**Zu erledigende Aufgaben:**
**1)** Schreib aus dem Text über den Winterschlaf der Raumsonde Rosetta den Abschnitt zwischen "Damit tritt der" und "ein Kurskorrekturmanöver nötig." einschließlich genau ab.
**2)** An welchem Datum soll die Raumsonde Rosetta laut dem Text über ihren Winterschlaf wieder geweckt werden?
**3)** Führe den Text über den Winterschlaf der Raumsonde Rosetta im Anschluss an seinen letzten Satz weiter.

Winterschlaf für Rosetta
Die seit 02. März 2004 dem Kometen 67P/Tschurjumow-Gerasimenko entgegen rasende Raumsonde Rosetta wird am 8. Juni 2011 in einen zweieinhalbjährigen Schlafmodus (Hibernationmode) versetzt und erst wenige Monate vor dem Erreichen des Kometen, nämlich am 20. Januar 2014 wieder geweckt. Das Ziel: Energie während des sonnenfernsten Teils ihres Flugs sparen.
Damit tritt der bisher äußerst erfolgreiche Flug der ESA-Mission in eine neue Etappe ein. Nach vier Swing-By-Manövern zur Erhöhung der Fluggeschwindigkeit und zwei Vorbeiflügen an Asteroiden hat die Raumsonde auf dem langen Weg zum Zielkometen zunächst keine weiteren Aufgaben mehr zu erfüllen. Erst 2014, kurz vor der Ankunft bei 67P/Tschurjumow-Gerasimenko sind neue Aktivitäten, wie ein Kurskorrekturmanöver nötig.

**Bereitgestellte Einträge:**
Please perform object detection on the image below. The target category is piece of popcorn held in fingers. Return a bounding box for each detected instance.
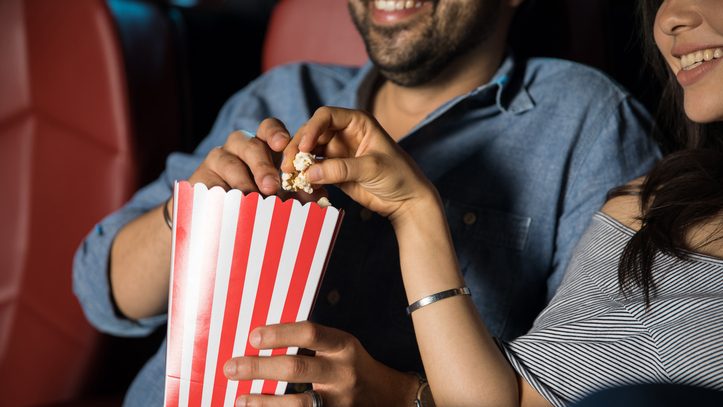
[281,151,316,194]
[281,151,331,208]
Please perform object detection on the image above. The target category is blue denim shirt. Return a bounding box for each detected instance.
[74,55,659,406]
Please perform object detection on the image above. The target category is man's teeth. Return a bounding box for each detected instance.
[680,48,723,71]
[374,0,422,11]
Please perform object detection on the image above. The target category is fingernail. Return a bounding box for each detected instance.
[261,175,279,191]
[306,165,324,182]
[223,360,236,377]
[271,133,288,145]
[249,331,261,348]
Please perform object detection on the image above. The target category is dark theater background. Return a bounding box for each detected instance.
[0,0,656,407]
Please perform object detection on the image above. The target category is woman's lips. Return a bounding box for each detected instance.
[676,59,720,87]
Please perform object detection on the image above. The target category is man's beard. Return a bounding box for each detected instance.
[349,1,500,87]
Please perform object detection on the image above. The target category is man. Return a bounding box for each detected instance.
[74,0,658,406]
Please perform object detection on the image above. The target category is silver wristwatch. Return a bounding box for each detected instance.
[414,374,435,407]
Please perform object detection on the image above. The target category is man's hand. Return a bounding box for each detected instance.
[281,107,438,223]
[224,322,418,407]
[189,118,291,195]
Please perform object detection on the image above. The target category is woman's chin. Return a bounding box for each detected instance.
[685,98,723,124]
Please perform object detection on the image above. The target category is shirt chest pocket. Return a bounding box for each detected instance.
[444,200,532,255]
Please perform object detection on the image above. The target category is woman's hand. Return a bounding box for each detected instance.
[281,107,437,222]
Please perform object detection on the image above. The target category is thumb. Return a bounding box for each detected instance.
[306,155,382,184]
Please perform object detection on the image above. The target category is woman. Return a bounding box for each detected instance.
[282,0,723,406]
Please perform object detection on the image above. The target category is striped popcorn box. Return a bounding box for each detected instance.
[165,182,342,407]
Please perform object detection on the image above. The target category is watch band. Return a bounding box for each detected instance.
[413,373,435,407]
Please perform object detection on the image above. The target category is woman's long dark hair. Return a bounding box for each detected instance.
[610,0,723,306]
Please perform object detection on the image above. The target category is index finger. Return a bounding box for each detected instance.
[249,321,350,352]
[281,106,374,172]
[256,117,291,152]
[294,106,370,152]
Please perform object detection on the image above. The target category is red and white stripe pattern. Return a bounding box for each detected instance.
[164,182,342,407]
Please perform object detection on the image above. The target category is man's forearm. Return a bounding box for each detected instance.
[109,200,173,319]
[394,196,519,406]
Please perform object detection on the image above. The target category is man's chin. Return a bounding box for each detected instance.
[377,65,436,88]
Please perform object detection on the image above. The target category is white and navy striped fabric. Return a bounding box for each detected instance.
[501,213,723,406]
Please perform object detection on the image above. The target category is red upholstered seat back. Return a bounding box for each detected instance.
[262,0,367,71]
[0,0,136,407]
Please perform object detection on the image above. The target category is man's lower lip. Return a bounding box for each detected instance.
[372,1,432,25]
[676,58,720,87]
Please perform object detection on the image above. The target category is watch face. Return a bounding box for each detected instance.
[414,382,435,407]
[419,385,434,407]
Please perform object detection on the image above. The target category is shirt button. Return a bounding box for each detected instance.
[359,208,374,222]
[326,289,341,305]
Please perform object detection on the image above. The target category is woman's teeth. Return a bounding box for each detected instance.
[680,48,723,71]
[374,0,422,11]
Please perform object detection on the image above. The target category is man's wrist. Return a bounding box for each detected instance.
[411,373,435,407]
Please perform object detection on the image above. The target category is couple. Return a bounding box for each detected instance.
[74,0,723,406]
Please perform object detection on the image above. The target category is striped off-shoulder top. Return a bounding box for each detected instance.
[501,213,723,406]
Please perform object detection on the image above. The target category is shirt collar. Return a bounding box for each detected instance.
[333,51,535,114]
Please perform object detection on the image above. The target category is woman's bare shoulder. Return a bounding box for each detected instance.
[601,177,645,230]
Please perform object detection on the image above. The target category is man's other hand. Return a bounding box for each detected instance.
[224,322,419,407]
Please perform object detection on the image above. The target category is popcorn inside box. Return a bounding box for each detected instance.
[164,181,343,406]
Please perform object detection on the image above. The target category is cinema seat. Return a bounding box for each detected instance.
[0,0,137,407]
[262,0,367,71]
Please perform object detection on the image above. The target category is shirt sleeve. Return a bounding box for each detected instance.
[547,95,660,301]
[73,85,261,336]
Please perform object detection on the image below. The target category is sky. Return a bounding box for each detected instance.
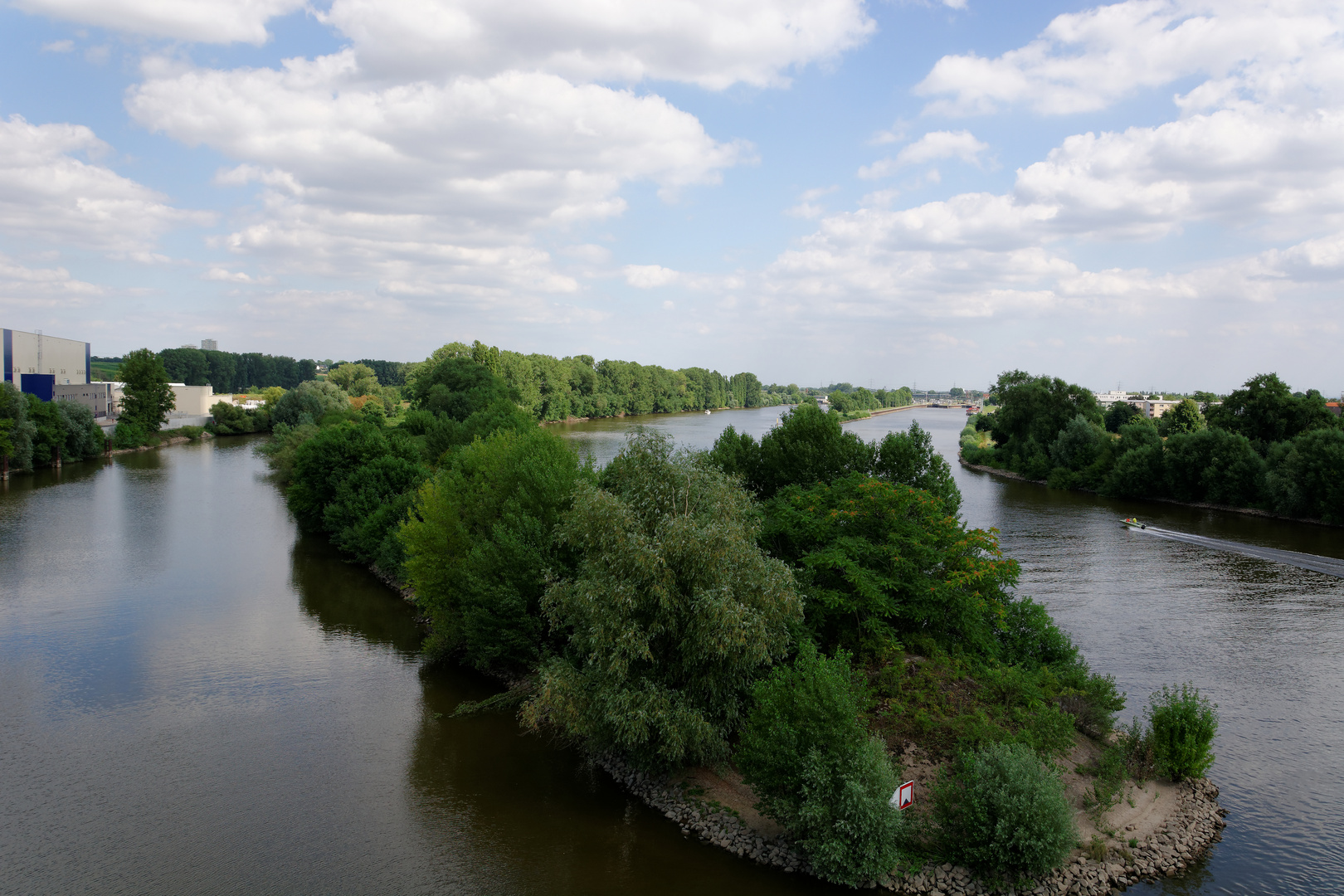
[0,0,1344,395]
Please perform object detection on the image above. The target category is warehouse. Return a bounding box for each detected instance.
[0,329,90,402]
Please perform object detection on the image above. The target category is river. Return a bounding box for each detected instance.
[0,408,1344,894]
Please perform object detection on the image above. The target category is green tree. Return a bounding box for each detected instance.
[401,425,592,670]
[1205,373,1339,454]
[1157,397,1205,436]
[524,431,801,767]
[0,380,37,478]
[1264,430,1344,525]
[762,475,1017,657]
[735,642,903,887]
[327,364,377,397]
[991,371,1102,480]
[1105,402,1147,432]
[117,348,176,434]
[271,380,351,427]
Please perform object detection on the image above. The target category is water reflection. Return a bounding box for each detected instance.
[289,536,423,658]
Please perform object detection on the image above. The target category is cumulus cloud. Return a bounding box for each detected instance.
[0,254,104,308]
[13,0,304,44]
[915,0,1344,115]
[126,50,750,293]
[0,115,212,256]
[859,130,989,178]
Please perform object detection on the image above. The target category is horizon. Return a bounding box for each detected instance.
[0,0,1344,395]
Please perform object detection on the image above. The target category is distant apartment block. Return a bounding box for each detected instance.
[0,329,90,402]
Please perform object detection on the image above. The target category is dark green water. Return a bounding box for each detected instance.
[0,408,1344,894]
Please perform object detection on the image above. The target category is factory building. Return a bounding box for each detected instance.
[0,329,90,402]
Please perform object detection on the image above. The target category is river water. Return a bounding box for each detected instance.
[0,408,1344,894]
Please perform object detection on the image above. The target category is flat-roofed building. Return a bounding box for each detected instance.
[0,329,90,402]
[52,382,121,419]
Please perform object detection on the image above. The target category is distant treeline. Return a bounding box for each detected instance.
[158,348,317,393]
[961,371,1344,525]
[352,341,802,421]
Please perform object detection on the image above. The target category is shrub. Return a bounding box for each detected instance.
[524,427,802,767]
[1145,684,1218,781]
[737,642,902,885]
[934,744,1078,879]
[111,419,149,449]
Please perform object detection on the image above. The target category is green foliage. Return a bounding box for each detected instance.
[1144,684,1218,781]
[270,380,353,427]
[111,419,149,449]
[0,380,37,470]
[1207,373,1339,451]
[934,744,1078,880]
[210,402,271,436]
[117,348,175,434]
[1157,397,1205,436]
[1264,430,1344,525]
[761,475,1017,657]
[327,364,377,395]
[992,371,1102,480]
[735,642,903,887]
[286,421,391,532]
[524,431,801,767]
[401,425,592,670]
[158,348,317,395]
[1105,402,1147,432]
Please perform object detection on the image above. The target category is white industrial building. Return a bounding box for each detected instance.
[0,329,90,402]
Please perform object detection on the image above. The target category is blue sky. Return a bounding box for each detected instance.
[0,0,1344,395]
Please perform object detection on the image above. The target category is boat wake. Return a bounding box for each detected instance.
[1130,525,1344,579]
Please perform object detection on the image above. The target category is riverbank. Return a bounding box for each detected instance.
[957,454,1342,529]
[596,742,1227,896]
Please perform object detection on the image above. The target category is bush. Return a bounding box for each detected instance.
[737,642,903,887]
[111,419,149,449]
[524,427,802,767]
[934,744,1078,879]
[1145,684,1218,781]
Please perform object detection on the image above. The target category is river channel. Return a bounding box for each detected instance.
[0,408,1344,896]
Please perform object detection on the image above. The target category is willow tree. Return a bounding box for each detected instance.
[524,431,802,767]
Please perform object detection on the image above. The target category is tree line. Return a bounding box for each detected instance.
[961,371,1344,525]
[254,344,1210,885]
[158,348,317,395]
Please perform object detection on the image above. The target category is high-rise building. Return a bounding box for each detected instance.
[0,329,90,402]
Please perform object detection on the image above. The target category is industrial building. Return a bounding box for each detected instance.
[0,329,90,402]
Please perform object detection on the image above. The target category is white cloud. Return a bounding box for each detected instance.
[126,56,750,295]
[859,130,989,178]
[13,0,304,44]
[0,115,212,254]
[621,265,679,289]
[0,254,104,308]
[915,0,1344,115]
[323,0,876,90]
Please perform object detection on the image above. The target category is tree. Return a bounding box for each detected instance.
[524,431,802,768]
[401,425,590,670]
[117,348,176,432]
[1205,373,1339,454]
[327,364,377,397]
[761,475,1017,658]
[1157,397,1205,436]
[1105,402,1147,432]
[991,371,1102,480]
[735,642,902,887]
[0,380,37,478]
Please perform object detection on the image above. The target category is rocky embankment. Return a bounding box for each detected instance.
[598,757,1227,896]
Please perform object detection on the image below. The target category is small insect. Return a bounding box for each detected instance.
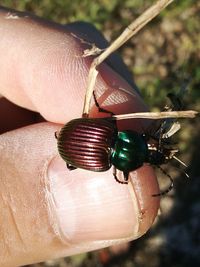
[56,0,197,196]
[56,90,196,196]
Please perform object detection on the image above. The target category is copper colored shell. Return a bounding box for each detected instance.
[58,118,117,172]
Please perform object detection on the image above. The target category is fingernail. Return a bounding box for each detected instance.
[46,156,139,246]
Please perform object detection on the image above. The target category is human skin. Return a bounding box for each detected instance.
[0,8,159,267]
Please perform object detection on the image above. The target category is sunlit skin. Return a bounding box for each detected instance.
[0,6,159,267]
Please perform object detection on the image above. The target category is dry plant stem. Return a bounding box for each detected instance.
[111,110,198,120]
[83,0,174,116]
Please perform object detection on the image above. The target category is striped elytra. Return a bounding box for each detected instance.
[58,118,118,172]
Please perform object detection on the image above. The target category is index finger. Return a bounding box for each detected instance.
[0,6,145,123]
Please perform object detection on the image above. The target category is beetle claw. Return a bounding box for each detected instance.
[54,131,59,139]
[113,168,128,184]
[66,163,77,171]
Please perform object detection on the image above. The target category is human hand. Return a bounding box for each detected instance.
[0,8,159,267]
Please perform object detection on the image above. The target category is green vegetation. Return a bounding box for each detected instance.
[0,0,200,267]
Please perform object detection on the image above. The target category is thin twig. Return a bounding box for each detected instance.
[83,0,174,116]
[110,110,198,120]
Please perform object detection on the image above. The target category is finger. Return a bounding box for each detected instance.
[0,6,145,123]
[0,123,158,266]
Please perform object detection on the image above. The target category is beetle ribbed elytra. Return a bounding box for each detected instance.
[56,0,197,196]
[57,91,196,196]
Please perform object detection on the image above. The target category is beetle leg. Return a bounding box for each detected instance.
[93,91,115,115]
[123,172,129,183]
[54,131,59,139]
[113,167,128,184]
[66,163,77,171]
[152,166,174,197]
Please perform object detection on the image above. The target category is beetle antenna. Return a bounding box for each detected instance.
[172,156,190,178]
[152,166,174,197]
[54,131,59,139]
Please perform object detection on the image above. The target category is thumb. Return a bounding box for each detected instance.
[0,123,158,266]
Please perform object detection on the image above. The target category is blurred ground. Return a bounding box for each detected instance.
[0,0,200,267]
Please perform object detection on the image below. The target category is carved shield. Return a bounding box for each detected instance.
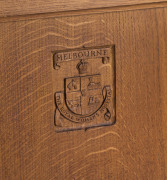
[65,74,103,116]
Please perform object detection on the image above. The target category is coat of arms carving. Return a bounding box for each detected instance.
[53,46,116,132]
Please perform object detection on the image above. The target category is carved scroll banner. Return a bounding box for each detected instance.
[53,46,116,132]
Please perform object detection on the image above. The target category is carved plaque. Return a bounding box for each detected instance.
[53,46,116,132]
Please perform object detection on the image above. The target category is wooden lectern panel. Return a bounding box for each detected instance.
[0,2,167,180]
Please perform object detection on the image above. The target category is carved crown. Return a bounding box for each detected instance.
[77,60,88,74]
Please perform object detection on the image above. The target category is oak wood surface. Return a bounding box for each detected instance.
[0,0,167,17]
[0,4,167,180]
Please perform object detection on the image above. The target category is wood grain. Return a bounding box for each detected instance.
[0,4,167,180]
[0,0,167,17]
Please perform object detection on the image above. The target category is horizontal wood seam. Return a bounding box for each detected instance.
[0,1,167,23]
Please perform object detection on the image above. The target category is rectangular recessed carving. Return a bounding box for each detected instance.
[53,46,116,132]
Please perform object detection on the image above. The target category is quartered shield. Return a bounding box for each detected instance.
[65,74,103,116]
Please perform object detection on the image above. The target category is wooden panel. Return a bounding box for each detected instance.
[0,0,167,17]
[0,8,167,180]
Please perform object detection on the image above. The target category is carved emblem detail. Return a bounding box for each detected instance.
[53,47,115,132]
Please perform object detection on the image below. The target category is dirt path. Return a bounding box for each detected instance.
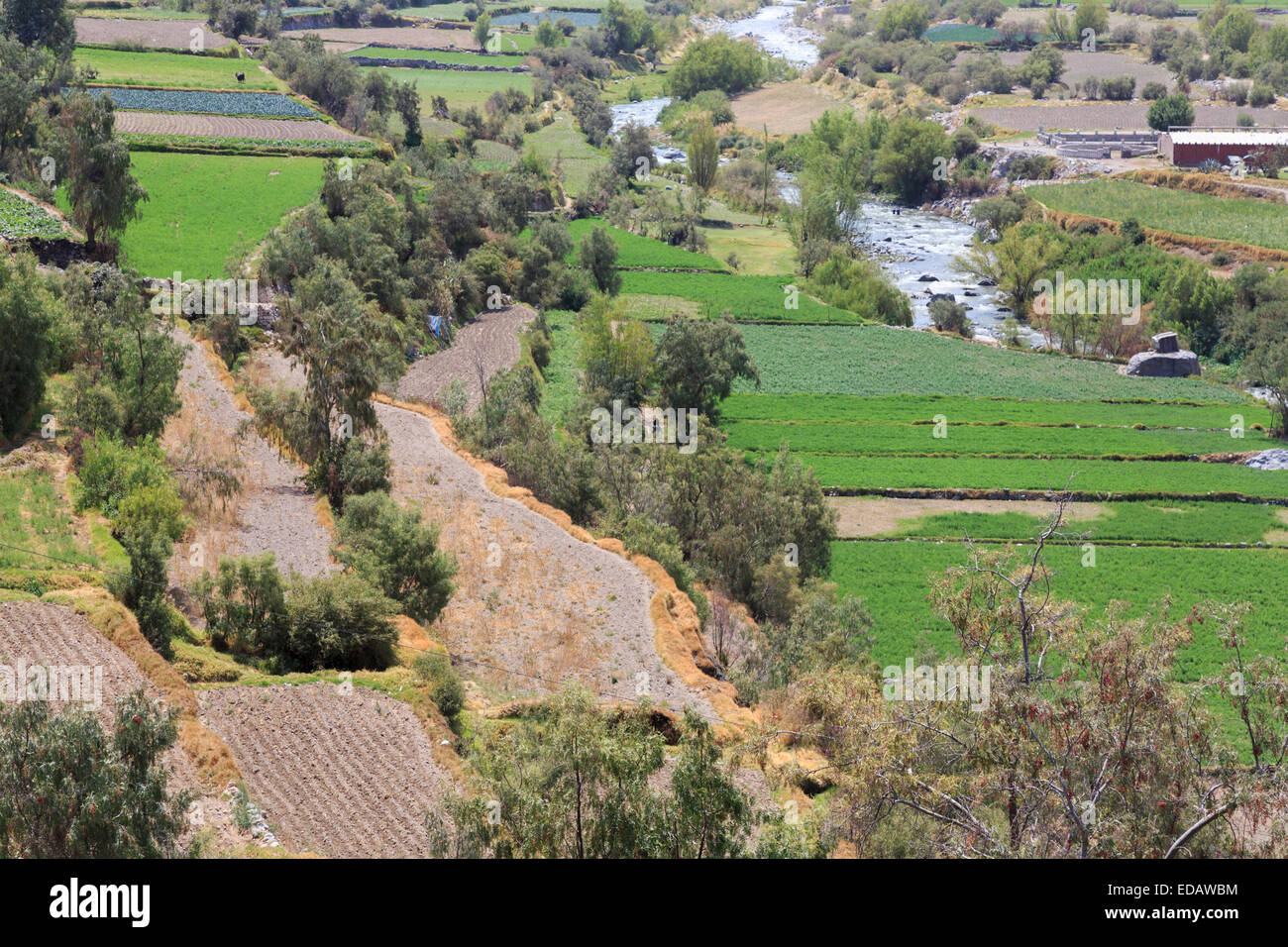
[166,329,334,585]
[197,683,451,858]
[398,305,537,411]
[827,496,1104,539]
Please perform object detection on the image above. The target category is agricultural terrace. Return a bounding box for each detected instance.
[99,152,323,279]
[362,65,532,110]
[1026,180,1288,250]
[348,47,528,68]
[523,112,606,197]
[0,188,63,240]
[721,314,1288,725]
[90,86,318,119]
[73,48,287,91]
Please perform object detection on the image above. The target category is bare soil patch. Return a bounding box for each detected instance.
[76,17,232,49]
[0,601,249,845]
[116,112,358,142]
[251,329,713,716]
[970,100,1288,132]
[197,683,451,858]
[731,82,850,136]
[167,329,334,585]
[398,305,537,411]
[827,496,1104,539]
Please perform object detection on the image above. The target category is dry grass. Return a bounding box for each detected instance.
[46,586,242,789]
[1039,205,1288,263]
[376,395,755,738]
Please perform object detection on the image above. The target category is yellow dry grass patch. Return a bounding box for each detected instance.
[376,394,755,738]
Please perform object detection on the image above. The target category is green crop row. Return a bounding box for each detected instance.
[720,394,1272,430]
[622,270,862,325]
[736,324,1248,403]
[0,189,64,240]
[726,421,1279,458]
[800,454,1288,500]
[888,500,1288,546]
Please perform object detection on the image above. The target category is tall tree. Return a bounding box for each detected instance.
[56,91,149,249]
[690,120,720,193]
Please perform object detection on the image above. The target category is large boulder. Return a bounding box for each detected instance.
[1127,349,1201,377]
[1246,447,1288,471]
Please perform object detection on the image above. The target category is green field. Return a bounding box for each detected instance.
[348,47,528,68]
[622,270,862,325]
[728,416,1279,460]
[720,394,1271,430]
[541,309,581,424]
[362,65,532,110]
[832,540,1288,726]
[885,500,1288,546]
[568,217,728,273]
[523,112,608,197]
[0,188,63,240]
[110,152,325,279]
[74,49,290,91]
[736,326,1248,403]
[1025,180,1288,250]
[803,454,1288,500]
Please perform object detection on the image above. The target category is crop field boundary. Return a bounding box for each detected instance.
[1024,188,1288,263]
[373,394,755,740]
[818,489,1288,506]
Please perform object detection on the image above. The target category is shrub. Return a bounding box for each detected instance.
[194,553,287,655]
[1145,94,1194,132]
[284,573,398,673]
[412,655,465,730]
[0,690,189,858]
[1100,76,1136,102]
[332,492,456,624]
[304,437,391,513]
[1248,82,1275,108]
[928,296,975,339]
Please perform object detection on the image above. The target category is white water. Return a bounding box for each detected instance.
[711,0,818,68]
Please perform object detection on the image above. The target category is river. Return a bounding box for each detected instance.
[613,3,1024,344]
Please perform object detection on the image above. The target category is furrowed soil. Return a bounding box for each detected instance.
[0,601,249,845]
[197,683,452,858]
[398,305,537,411]
[116,112,361,142]
[827,496,1104,539]
[76,17,232,49]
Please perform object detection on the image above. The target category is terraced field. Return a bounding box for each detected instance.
[76,17,232,49]
[0,188,63,240]
[106,152,323,279]
[198,683,452,858]
[116,112,362,142]
[362,65,532,109]
[349,42,528,68]
[74,48,287,91]
[90,86,318,119]
[622,270,863,325]
[1026,180,1288,250]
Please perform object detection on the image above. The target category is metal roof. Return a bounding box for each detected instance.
[1167,129,1288,146]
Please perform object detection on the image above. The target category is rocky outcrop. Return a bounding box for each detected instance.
[1127,333,1201,377]
[1245,447,1288,471]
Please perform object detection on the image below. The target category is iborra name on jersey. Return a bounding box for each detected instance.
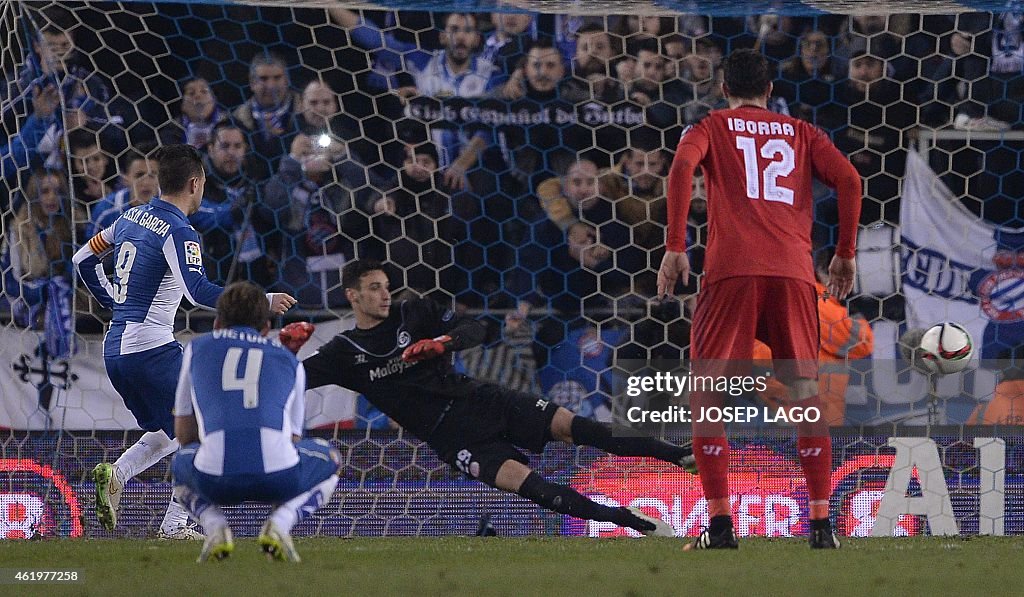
[121,208,171,237]
[726,118,796,137]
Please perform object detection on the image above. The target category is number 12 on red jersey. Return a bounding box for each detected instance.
[736,136,796,205]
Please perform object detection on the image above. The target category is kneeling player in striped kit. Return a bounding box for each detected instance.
[173,282,341,562]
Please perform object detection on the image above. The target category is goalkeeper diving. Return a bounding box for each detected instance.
[281,259,694,537]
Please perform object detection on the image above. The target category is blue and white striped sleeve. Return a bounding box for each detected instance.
[174,344,195,417]
[288,363,306,436]
[74,222,116,309]
[164,226,224,309]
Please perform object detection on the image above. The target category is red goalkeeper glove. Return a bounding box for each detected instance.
[278,322,316,354]
[401,336,452,363]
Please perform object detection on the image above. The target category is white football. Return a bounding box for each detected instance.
[916,322,974,375]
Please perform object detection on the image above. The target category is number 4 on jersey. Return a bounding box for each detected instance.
[220,347,263,409]
[736,136,796,205]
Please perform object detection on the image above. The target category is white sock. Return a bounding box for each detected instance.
[114,430,178,483]
[160,497,192,530]
[270,475,338,534]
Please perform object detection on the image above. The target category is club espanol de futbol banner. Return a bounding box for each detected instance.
[900,147,1024,366]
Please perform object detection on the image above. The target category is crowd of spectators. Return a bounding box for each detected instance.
[0,8,1024,425]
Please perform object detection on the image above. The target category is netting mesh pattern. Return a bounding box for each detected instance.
[6,2,1024,535]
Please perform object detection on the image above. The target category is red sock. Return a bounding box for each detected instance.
[693,437,729,500]
[798,436,831,506]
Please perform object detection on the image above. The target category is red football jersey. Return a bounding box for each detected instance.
[667,105,860,284]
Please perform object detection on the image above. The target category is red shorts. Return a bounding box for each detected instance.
[690,275,819,383]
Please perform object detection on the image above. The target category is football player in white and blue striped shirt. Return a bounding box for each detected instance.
[174,282,341,562]
[75,144,295,539]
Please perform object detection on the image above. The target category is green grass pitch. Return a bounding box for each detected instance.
[0,537,1024,597]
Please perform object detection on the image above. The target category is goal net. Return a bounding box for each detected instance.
[0,0,1024,538]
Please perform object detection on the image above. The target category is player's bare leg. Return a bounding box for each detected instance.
[495,460,675,537]
[551,408,696,474]
[683,391,739,550]
[790,379,840,549]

**Antworten pro Aufgabe:**
**1)**
Damit tritt der bisher äußerst erfolgreiche Flug der ESA-Mission in eine neue Etappe ein. Nach vier Swing-By-Manövern zur Erhöhung der Fluggeschwindigkeit und zwei Vorbeiflügen an Asteroiden hat die Raumsonde auf dem langen Weg zum Zielkometen zunächst keine weiteren Aufgaben mehr zu erfüllen. Erst 2014, kurz vor der Ankunft bei 67P/Tschurjumow-Gerasimenko sind neue Aktivitäten, wie ein Kurskorrekturmanöver nötig.

**2)** Am 20. Januar 2014.

**3)**
Am Ziel angekommen, sieht die Rosetta -Mission als erstes interplanetares Unternehmen die Umrundung eines Kometen und die Landung auf seiner Oberfläche vor. Sie setzt sich aus einem Orbiter und dem Landegerät Philae zusammen. An Bord der beiden Teilsysteme befinden sich insgesamt 21 Instrumente, elf auf dem Orbiter und zehn auf dem Lander. Davon wurden allein 13 in Deutschland entwickelt und gebaut. Für die Flugführung ist das Europäische Satellitenkontrollzentrum ESOC in Darmstadt verantwortlich.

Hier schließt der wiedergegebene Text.